Your objective | What is the number of lines below that contain the word "roof"? Give only that number.

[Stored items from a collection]
____________

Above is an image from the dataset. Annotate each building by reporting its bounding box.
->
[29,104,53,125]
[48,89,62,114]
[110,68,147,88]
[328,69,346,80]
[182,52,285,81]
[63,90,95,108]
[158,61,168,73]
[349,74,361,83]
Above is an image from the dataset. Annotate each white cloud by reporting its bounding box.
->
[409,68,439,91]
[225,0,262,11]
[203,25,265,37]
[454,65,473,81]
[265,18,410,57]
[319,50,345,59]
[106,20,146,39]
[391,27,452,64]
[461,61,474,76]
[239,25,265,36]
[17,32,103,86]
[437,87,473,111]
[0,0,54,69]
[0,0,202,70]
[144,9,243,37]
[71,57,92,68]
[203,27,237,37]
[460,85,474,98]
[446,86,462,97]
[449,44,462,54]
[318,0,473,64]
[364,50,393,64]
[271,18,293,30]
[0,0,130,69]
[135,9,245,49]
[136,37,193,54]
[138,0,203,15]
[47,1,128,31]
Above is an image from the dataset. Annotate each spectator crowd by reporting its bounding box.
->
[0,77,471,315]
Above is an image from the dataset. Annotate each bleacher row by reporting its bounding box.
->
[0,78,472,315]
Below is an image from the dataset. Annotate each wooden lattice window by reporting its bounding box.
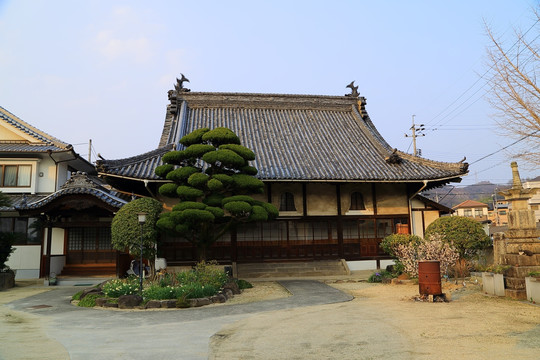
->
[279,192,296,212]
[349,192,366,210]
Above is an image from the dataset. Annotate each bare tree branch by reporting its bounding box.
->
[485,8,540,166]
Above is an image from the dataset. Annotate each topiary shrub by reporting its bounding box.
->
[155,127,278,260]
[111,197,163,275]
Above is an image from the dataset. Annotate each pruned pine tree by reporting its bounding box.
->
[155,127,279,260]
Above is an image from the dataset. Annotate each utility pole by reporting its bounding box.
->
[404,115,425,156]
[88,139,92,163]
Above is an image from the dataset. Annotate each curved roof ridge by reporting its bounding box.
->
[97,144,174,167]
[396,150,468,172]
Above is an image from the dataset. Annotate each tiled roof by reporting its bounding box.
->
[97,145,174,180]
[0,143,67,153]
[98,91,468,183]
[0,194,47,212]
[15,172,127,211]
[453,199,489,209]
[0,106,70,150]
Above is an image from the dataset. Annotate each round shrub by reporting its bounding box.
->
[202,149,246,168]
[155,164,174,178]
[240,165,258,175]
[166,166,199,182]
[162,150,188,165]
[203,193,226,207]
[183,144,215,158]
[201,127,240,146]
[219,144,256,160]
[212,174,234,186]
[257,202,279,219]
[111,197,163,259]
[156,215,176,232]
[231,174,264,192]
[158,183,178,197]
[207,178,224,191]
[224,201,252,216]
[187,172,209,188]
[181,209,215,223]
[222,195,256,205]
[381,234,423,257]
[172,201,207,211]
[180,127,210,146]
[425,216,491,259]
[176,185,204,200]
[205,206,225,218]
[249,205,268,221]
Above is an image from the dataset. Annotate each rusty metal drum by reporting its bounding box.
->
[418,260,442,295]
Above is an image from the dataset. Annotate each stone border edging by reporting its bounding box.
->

____________

Solution for this problem | 2